> _EXERCISE PROMPT_
Duplicate the entries below, starting with the line containing "task: segment the vertical banner sign" and continuing through the line containing "158), (308, 158)]". Omit the pictures from your copy.
-*-*-
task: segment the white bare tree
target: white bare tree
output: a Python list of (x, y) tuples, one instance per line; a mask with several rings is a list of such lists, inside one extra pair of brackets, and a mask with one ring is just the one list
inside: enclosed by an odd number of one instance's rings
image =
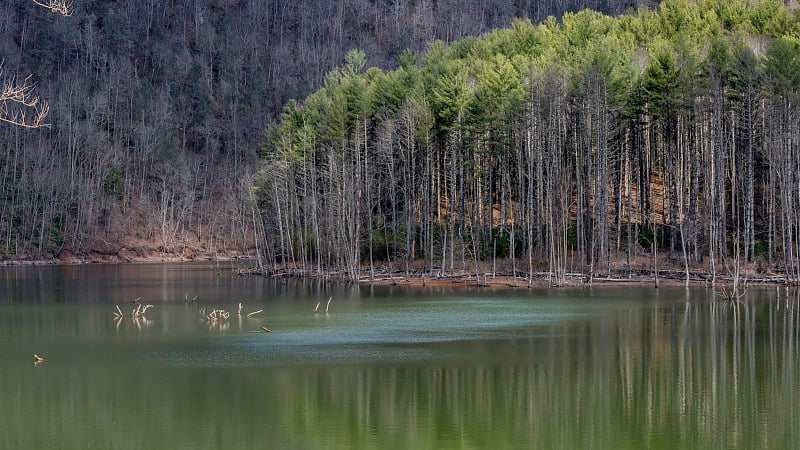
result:
[[(72, 1), (70, 0), (32, 0), (36, 5), (62, 16), (72, 15)], [(47, 102), (34, 93), (35, 84), (28, 75), (23, 80), (15, 75), (11, 78), (3, 77), (3, 64), (0, 61), (0, 122), (7, 122), (23, 128), (41, 128), (48, 124), (45, 122), (50, 107)]]

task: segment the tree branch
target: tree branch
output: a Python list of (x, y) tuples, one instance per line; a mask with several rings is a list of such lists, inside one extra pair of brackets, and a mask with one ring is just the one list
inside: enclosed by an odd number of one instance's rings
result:
[(62, 16), (69, 17), (72, 15), (72, 0), (32, 0), (33, 3), (41, 6), (42, 8), (49, 9), (50, 11), (61, 14)]
[[(0, 64), (0, 78), (3, 66)], [(48, 127), (44, 122), (50, 107), (47, 102), (33, 94), (34, 84), (31, 77), (22, 83), (16, 77), (3, 81), (0, 86), (0, 122), (7, 122), (24, 128)]]

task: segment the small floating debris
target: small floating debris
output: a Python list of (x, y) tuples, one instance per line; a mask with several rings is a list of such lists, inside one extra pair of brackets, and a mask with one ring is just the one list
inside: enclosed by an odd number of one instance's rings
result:
[(251, 313), (248, 313), (247, 317), (252, 317), (252, 316), (255, 316), (256, 314), (260, 314), (262, 312), (264, 312), (264, 310), (263, 309), (259, 309), (258, 311), (253, 311)]

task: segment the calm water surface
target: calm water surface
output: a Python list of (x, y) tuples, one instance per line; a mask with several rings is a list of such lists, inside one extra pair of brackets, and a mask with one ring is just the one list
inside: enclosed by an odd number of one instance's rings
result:
[[(415, 290), (216, 269), (0, 268), (0, 448), (800, 442), (800, 301), (783, 288), (732, 307), (702, 288)], [(154, 305), (140, 320), (137, 297)], [(240, 317), (239, 302), (264, 312)], [(201, 317), (219, 308), (227, 321)]]

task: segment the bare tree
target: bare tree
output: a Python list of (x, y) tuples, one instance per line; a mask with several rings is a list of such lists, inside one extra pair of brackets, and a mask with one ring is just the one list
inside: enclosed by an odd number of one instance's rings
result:
[[(33, 3), (54, 13), (68, 17), (72, 15), (72, 1), (47, 0)], [(3, 64), (0, 62), (0, 79), (3, 78)], [(19, 81), (16, 76), (2, 82), (0, 89), (0, 121), (23, 128), (41, 128), (49, 124), (44, 122), (50, 107), (47, 102), (33, 93), (35, 83), (31, 82), (28, 75)]]
[(72, 15), (72, 2), (70, 0), (46, 0), (42, 2), (37, 0), (32, 1), (42, 8), (49, 9), (56, 14), (61, 14), (65, 17)]
[[(3, 66), (0, 64), (0, 78)], [(24, 128), (46, 127), (44, 119), (50, 111), (47, 102), (33, 93), (34, 84), (30, 75), (21, 82), (11, 77), (2, 82), (0, 88), (0, 121)]]

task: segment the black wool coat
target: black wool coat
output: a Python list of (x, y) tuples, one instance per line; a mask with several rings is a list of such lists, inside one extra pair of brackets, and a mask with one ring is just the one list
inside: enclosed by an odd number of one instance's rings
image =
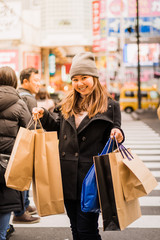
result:
[[(16, 89), (0, 86), (0, 154), (10, 155), (20, 127), (26, 127), (31, 114)], [(0, 213), (21, 211), (22, 193), (0, 183)]]
[(82, 182), (93, 164), (93, 156), (101, 153), (112, 128), (121, 130), (119, 103), (109, 98), (106, 112), (91, 119), (86, 116), (77, 129), (74, 116), (66, 120), (61, 113), (45, 110), (42, 125), (47, 131), (58, 131), (64, 198), (80, 199)]

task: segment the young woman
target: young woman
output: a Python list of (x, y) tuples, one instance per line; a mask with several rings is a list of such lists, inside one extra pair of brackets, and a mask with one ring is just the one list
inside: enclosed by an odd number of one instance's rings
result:
[(81, 186), (109, 139), (124, 139), (119, 104), (108, 97), (98, 80), (94, 56), (90, 52), (73, 58), (70, 70), (73, 90), (62, 101), (57, 114), (34, 108), (48, 131), (58, 131), (64, 200), (74, 240), (100, 240), (98, 213), (81, 211)]
[[(26, 127), (31, 118), (26, 104), (17, 91), (17, 77), (10, 67), (0, 68), (0, 160), (9, 160), (20, 127)], [(7, 188), (4, 175), (0, 175), (0, 240), (14, 231), (9, 221), (12, 211), (24, 208), (22, 193)]]

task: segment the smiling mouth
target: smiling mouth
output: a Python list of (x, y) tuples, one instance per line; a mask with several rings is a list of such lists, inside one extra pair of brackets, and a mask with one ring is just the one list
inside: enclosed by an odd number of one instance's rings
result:
[(79, 91), (84, 91), (86, 89), (87, 89), (87, 87), (79, 88)]

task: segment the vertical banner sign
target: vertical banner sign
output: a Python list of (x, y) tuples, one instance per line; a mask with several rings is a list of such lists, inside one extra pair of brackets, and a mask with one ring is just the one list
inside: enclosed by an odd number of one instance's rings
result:
[(53, 53), (49, 54), (49, 74), (53, 76), (56, 72), (56, 57)]
[(106, 0), (100, 0), (100, 51), (107, 50)]
[(93, 52), (100, 51), (100, 2), (92, 2)]

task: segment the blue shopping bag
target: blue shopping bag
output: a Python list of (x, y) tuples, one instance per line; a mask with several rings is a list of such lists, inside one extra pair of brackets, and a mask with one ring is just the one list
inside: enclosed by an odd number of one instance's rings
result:
[[(112, 152), (112, 148), (113, 140), (109, 138), (100, 155)], [(83, 212), (100, 212), (94, 164), (89, 169), (82, 183), (81, 210)]]

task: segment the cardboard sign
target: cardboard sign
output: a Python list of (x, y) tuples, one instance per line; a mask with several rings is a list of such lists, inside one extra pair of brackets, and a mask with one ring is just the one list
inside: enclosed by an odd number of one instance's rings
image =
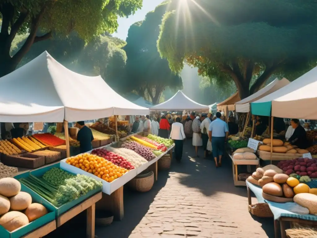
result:
[(248, 142), (248, 147), (254, 149), (255, 152), (257, 149), (259, 143), (263, 144), (263, 142), (262, 141), (257, 141), (256, 140), (253, 139), (252, 138), (249, 138), (249, 141)]
[(308, 159), (312, 159), (312, 155), (310, 153), (306, 153), (303, 154), (303, 158), (308, 158)]

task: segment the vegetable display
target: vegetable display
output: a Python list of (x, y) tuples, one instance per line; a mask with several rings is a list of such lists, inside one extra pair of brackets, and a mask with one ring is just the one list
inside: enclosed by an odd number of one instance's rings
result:
[[(155, 135), (149, 134), (148, 135), (147, 138), (149, 139), (156, 141), (159, 144), (164, 144), (167, 148), (169, 148), (174, 143), (172, 140), (162, 138)], [(244, 147), (246, 147), (245, 146)]]
[(142, 164), (147, 162), (147, 161), (133, 150), (125, 148), (113, 148), (110, 147), (107, 148), (107, 149), (120, 154), (123, 156), (127, 161), (135, 168), (138, 168)]
[(104, 158), (88, 153), (68, 158), (66, 162), (108, 182), (111, 182), (129, 171)]
[(0, 226), (10, 232), (27, 225), (48, 213), (43, 205), (32, 203), (31, 195), (21, 190), (21, 184), (16, 179), (0, 179), (0, 215), (2, 215)]
[(30, 174), (19, 180), (57, 207), (102, 186), (101, 182), (92, 178), (73, 175), (58, 168), (51, 169), (42, 178)]
[(127, 169), (133, 169), (134, 167), (123, 156), (114, 152), (107, 150), (104, 148), (93, 150), (93, 155), (96, 155), (104, 158), (116, 165)]
[(35, 139), (49, 145), (57, 146), (65, 144), (65, 141), (49, 133), (34, 134), (33, 136)]
[(135, 141), (130, 141), (124, 143), (121, 147), (132, 150), (142, 156), (146, 160), (149, 161), (154, 159), (155, 156), (150, 148), (140, 144)]

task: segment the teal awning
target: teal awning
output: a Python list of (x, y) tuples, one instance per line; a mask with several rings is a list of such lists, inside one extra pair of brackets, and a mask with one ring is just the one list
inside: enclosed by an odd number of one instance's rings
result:
[(253, 115), (260, 116), (271, 116), (272, 101), (263, 102), (251, 102), (251, 113)]

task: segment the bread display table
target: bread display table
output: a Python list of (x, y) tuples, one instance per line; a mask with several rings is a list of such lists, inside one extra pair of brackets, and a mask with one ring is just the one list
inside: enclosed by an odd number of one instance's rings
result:
[(229, 157), (231, 159), (232, 164), (232, 175), (235, 186), (246, 186), (245, 182), (238, 180), (238, 165), (256, 165), (257, 168), (259, 167), (259, 160), (257, 158), (255, 160), (235, 160), (233, 156), (229, 153)]

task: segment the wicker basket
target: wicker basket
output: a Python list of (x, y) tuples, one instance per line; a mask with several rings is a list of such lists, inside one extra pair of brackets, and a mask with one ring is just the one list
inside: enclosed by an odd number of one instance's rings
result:
[(259, 217), (273, 217), (273, 214), (267, 203), (256, 203), (249, 205), (249, 212)]
[(169, 169), (172, 159), (169, 155), (165, 155), (158, 161), (158, 169), (159, 170)]
[(154, 184), (154, 173), (153, 171), (150, 171), (137, 175), (128, 184), (133, 190), (144, 192), (151, 190)]

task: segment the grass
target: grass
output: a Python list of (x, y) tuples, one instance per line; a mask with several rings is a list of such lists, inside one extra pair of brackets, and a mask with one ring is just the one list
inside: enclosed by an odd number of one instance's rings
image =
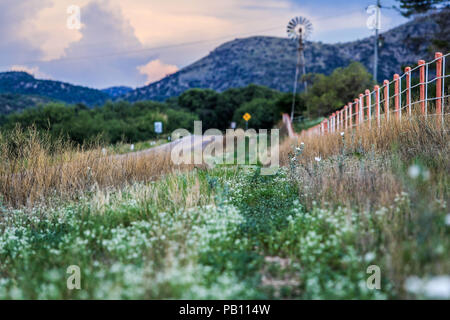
-*-*-
> _WRITTEN RESPONSE_
task: segment the vertical banner sign
target: vertical banner sign
output: a Python list of (x, y) tuples, one instance per line; a mask with several rings is a list of such lists, inside one extra pair of brackets, and a mask with one ring is just the one list
inside: enclosed by an odd number of one instance's rings
result:
[(53, 53), (49, 54), (49, 74), (53, 76), (56, 72), (56, 57)]
[(106, 0), (100, 0), (100, 51), (107, 50)]
[(93, 52), (100, 51), (100, 2), (92, 2)]

task: segment the blue shopping bag
target: blue shopping bag
output: a Python list of (x, y) tuples, one instance per line; a mask with several rings is a list of such lists, inside one extra pair of brackets, and a mask with one ring is just the one list
inside: enclosed by an odd number of one instance's rings
result:
[[(112, 152), (112, 148), (113, 140), (109, 138), (100, 155)], [(83, 212), (100, 212), (94, 164), (89, 169), (82, 183), (81, 210)]]

task: segment the cardboard sign
target: cardboard sign
output: a Python list of (x, y) tuples, one instance per line; a mask with several rings is a list of such lists, inside one extra pair of brackets, and a mask with one ring is just the one list
inside: enclosed by an odd number of one instance's rings
image =
result:
[(248, 142), (248, 147), (254, 149), (255, 152), (257, 149), (259, 143), (263, 144), (263, 142), (262, 141), (257, 141), (256, 140), (253, 139), (252, 138), (249, 138), (249, 141)]
[(308, 159), (312, 159), (312, 155), (310, 153), (306, 153), (303, 154), (303, 158), (308, 158)]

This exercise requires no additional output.